INSTRUCTION A
Work out how many lines of the records contain the string "boot" and give only that number. Case counts.

PAGE TEXT
=-=-=-=-=
My Sleeve Directions:
My upper arm circumference: 9 inches
My arm length from shoulder bone to wrist: 22 inches
With size 9 needles (US), pick up 52 sts from holder, and another 14 sts under the arm per pattern instructions (size 1X). (66 sts)
Rnd 1 & 2: Knit
Rnd 3: Knit to end of round, K2tog at end. (65 sts)
Rnds 4 - 7: Knit
Rnd 8: Knit to end of round, K2tog at end. (64 sts)
Rnds 9 - 12: Knit
Rnd 13: Knit to end of round, K2tog at end. (63 sts)
Rnds 14 - 17: Knit
Rnd 18: Knit to end of round, K2tog at end. (62 sts)
Rnds 19 - 22: Knit
Rnd 23: Knit to end of round, K2tog at end. (61 sts)
Rnd 24: ^(K2, K2tog), repeat from ^ around. K3 at end. (47 sts) Note that it’s necessary to end with an ODD number of stitches after this decrease round. Otherwise, the next part won’t work.
Switch to size 10 needles (US), or one size larger than what you used before.
^(K2nd, K1st), repeat from ^ around for 14 rounds. This “shirring” stitch is similar to what is described for the empire waistband in Tina’s pattern. You knit the second stitch first, but don’t slip it off the needle until after the first stitch is knitted. When you get to the end of each round, there will be one odd stitch left. Transfer this to the other needle and proceed around, working in sets of two stitches. I found that my shirring stitch looks slightly different when worked in the round (as opposed to back and forth for the empire waistband). However, it wasn’t a huge difference in appearance. Perhaps someone can explain why this happened? I think it actually looks better when I work this shirring stitch in the round.
Switch back to size 9 needles (US), or one size smaller than you used for the shirring.
=-=-=-=-=
DATA TO PROCESS
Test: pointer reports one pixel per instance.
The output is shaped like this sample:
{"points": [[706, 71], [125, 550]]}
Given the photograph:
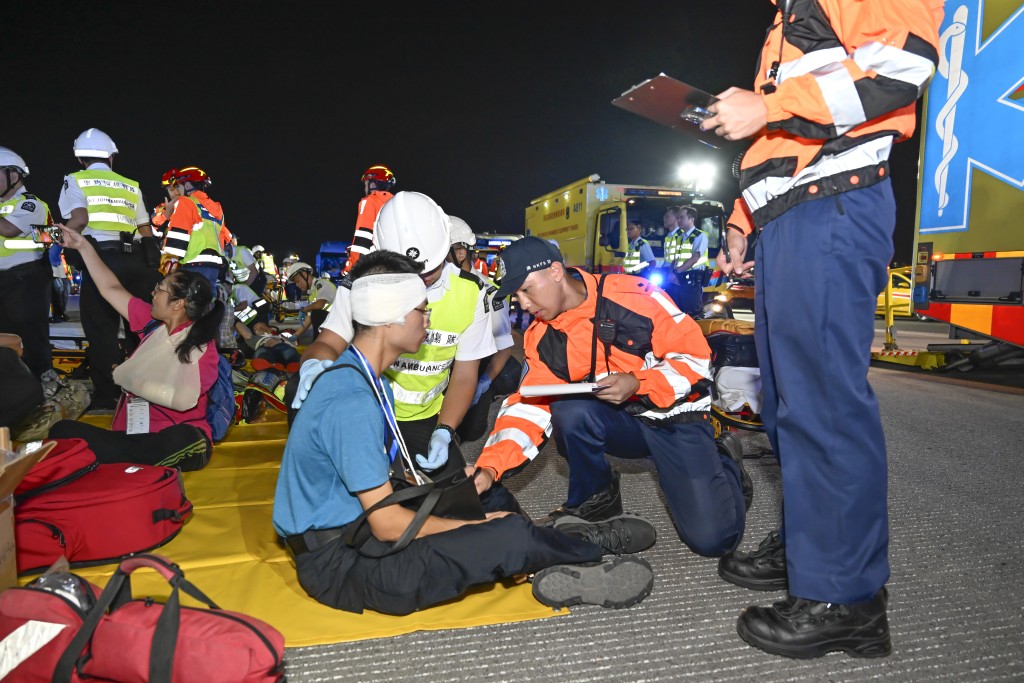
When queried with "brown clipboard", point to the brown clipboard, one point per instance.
{"points": [[673, 103]]}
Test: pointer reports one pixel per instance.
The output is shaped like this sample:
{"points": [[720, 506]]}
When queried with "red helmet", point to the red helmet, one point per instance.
{"points": [[193, 174], [381, 177]]}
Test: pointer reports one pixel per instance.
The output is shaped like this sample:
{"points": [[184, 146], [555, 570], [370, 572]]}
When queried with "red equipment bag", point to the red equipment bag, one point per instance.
{"points": [[38, 622], [145, 641], [94, 516]]}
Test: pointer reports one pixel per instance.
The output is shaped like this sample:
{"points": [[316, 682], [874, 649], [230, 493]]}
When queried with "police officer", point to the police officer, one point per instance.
{"points": [[107, 208], [25, 272]]}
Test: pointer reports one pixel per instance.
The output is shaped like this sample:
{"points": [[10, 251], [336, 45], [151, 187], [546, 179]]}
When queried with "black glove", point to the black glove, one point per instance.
{"points": [[151, 252]]}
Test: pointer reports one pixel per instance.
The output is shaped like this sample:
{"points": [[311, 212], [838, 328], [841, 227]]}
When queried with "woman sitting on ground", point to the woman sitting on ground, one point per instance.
{"points": [[161, 417]]}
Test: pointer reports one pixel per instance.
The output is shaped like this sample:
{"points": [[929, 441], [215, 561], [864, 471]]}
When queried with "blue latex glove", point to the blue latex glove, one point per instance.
{"points": [[481, 386], [436, 452], [307, 373]]}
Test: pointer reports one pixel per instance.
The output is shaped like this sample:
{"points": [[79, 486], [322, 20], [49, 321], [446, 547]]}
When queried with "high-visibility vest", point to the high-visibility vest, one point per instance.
{"points": [[112, 200], [11, 246], [632, 261], [419, 379]]}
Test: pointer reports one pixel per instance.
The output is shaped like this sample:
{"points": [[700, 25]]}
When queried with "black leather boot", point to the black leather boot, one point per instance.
{"points": [[764, 569], [806, 629]]}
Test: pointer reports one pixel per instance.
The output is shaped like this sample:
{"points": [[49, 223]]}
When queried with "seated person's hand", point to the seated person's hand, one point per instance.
{"points": [[307, 373], [436, 452]]}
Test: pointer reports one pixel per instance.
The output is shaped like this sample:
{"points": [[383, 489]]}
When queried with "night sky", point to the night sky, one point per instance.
{"points": [[481, 105]]}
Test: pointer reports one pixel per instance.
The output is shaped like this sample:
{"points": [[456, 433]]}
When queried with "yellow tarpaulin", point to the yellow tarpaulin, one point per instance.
{"points": [[228, 549]]}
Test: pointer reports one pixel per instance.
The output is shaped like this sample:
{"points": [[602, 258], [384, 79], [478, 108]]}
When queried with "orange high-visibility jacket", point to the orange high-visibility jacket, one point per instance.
{"points": [[840, 88], [653, 340], [370, 206]]}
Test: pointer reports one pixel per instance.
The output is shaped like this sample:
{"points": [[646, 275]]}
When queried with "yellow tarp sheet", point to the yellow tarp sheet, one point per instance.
{"points": [[229, 551]]}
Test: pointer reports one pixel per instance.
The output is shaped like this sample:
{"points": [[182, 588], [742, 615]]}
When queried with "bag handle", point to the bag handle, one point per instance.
{"points": [[117, 593]]}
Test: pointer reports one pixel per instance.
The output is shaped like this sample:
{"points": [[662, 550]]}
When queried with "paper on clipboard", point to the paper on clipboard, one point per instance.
{"points": [[558, 389], [672, 103]]}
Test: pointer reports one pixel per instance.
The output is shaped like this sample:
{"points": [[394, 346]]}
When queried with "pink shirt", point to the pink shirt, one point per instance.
{"points": [[140, 314]]}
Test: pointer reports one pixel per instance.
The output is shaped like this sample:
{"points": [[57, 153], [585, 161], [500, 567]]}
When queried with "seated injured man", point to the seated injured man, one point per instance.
{"points": [[343, 451]]}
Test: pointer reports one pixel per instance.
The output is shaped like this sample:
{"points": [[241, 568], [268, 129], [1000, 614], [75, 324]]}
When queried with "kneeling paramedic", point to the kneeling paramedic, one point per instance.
{"points": [[651, 364], [345, 445]]}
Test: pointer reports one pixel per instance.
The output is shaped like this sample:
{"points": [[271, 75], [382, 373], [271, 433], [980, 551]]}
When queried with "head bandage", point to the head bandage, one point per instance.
{"points": [[386, 298]]}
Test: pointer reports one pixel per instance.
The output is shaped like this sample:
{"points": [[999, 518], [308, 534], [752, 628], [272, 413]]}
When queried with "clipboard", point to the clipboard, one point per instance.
{"points": [[673, 103]]}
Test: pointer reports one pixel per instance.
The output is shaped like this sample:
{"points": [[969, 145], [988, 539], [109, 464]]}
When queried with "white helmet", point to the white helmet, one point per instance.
{"points": [[94, 143], [10, 160], [413, 224], [461, 232], [298, 266]]}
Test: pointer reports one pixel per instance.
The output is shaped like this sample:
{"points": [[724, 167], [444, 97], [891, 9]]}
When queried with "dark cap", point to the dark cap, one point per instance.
{"points": [[521, 258]]}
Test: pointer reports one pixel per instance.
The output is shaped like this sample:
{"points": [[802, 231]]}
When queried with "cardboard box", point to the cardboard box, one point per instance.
{"points": [[13, 467]]}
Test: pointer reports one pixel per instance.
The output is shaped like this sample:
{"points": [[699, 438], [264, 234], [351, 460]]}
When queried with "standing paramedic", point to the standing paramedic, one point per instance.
{"points": [[107, 208], [835, 90], [652, 366], [344, 446], [378, 181]]}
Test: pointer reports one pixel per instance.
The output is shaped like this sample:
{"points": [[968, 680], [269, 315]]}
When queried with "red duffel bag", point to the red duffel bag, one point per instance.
{"points": [[139, 641]]}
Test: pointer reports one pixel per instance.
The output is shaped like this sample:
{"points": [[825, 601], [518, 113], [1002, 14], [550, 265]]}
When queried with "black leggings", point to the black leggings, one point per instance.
{"points": [[183, 446]]}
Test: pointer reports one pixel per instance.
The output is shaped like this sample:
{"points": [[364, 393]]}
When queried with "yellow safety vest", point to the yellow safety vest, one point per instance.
{"points": [[419, 379]]}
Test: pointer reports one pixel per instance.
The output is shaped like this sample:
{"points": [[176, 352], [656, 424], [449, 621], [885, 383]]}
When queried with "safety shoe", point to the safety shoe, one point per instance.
{"points": [[764, 569], [602, 505], [622, 535], [617, 583], [730, 445], [806, 629]]}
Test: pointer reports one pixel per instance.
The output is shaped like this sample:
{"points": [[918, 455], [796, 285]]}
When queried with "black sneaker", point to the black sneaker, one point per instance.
{"points": [[617, 583], [622, 535], [730, 445], [764, 569], [805, 629], [602, 505]]}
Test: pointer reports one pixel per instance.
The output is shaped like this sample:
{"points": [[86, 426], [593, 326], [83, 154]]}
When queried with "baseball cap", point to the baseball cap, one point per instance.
{"points": [[521, 258]]}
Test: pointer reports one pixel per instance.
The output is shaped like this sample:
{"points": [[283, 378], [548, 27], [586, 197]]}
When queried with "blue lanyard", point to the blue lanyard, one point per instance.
{"points": [[392, 422]]}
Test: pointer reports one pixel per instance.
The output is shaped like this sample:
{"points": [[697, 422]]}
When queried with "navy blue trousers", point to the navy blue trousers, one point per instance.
{"points": [[819, 269], [701, 487]]}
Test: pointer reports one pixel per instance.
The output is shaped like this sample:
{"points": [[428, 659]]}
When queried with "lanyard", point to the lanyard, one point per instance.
{"points": [[392, 422]]}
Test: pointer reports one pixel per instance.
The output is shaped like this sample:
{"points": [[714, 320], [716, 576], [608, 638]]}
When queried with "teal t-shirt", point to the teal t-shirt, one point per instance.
{"points": [[335, 449]]}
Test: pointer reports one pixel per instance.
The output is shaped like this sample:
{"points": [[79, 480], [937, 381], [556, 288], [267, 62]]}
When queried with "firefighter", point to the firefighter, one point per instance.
{"points": [[475, 422], [836, 89], [25, 270], [320, 291], [378, 181], [639, 257], [194, 229], [108, 209], [652, 367], [433, 387]]}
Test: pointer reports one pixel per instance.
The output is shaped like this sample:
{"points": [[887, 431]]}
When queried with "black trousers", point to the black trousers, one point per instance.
{"points": [[440, 566], [100, 321], [183, 446], [25, 310]]}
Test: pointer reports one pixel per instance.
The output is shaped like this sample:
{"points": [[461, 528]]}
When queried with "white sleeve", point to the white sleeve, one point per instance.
{"points": [[339, 318], [477, 341]]}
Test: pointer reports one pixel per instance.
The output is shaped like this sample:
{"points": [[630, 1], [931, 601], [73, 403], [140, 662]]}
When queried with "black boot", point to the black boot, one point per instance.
{"points": [[602, 505], [764, 569], [806, 629], [731, 446]]}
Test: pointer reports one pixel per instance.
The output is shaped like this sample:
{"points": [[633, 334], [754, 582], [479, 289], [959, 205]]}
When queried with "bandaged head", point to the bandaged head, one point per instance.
{"points": [[386, 298]]}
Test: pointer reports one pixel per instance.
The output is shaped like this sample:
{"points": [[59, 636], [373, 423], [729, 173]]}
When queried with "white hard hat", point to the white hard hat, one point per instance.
{"points": [[296, 267], [461, 232], [94, 143], [413, 224], [9, 159]]}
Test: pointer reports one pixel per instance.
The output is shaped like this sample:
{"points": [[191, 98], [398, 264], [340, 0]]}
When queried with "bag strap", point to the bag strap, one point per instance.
{"points": [[358, 531], [117, 593]]}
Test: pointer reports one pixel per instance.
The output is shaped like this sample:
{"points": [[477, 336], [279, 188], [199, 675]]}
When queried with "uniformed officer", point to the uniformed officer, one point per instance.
{"points": [[25, 272], [108, 209]]}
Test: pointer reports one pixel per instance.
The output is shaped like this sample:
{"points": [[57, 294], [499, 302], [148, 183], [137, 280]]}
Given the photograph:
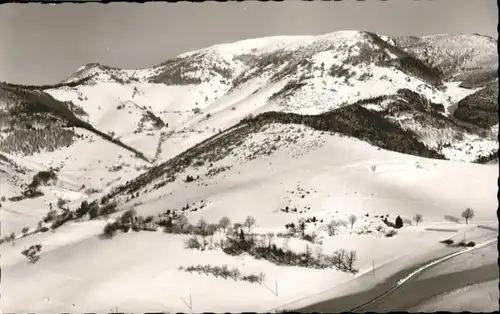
=-=-=-=-=
INSTRUCTION B
Check each statement against the sleeve directions. For each one, answer yes or no and quote the exact words that decide it. (i) Size 9 US needles are used to pick up the stitches for the sleeve. (ii) The shirring stitch is repeated for 20 rounds. (iii) Round 24 must end with an even number of stitches.

OUTPUT A
2

OUTPUT B
(i) Yes: "With size 9 needles (US), pick up 52 sts from holder"
(ii) No: "repeat from ^ around for 14 rounds"
(iii) No: "it’s necessary to end with an ODD number of stitches after this decrease round"